Begin Given entries

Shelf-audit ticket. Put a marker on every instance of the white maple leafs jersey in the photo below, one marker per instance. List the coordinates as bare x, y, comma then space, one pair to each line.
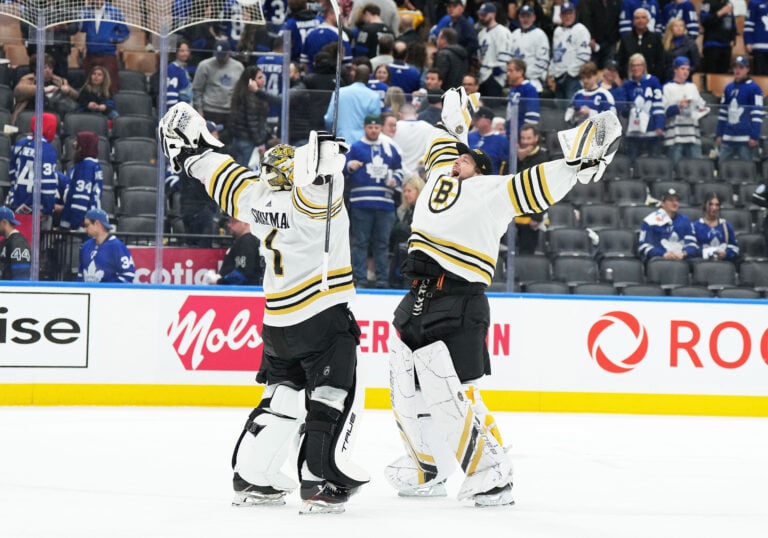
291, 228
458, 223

End Given entries
Begin Given entries

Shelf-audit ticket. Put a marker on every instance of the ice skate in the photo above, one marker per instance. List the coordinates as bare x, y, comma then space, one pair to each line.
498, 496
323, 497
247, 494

End Given entries

▶ [Task brief]:
Pick out every line in the material above that contains the word "marker", and copy each such line in full.

▶ [Exercise solution]:
Shelf-audit ticket. Put a marker on every instance of the white maple leafs jersey in the photo below, one marker per instance. List the coordinates as bare x, y, comma then space, one pair to each line.
Shelf-audit ticket. Put a marker on every instance of the ice skate in the photo above, one marker per instance. List the coordinates as bare x, y, comma then space, one pair to each line.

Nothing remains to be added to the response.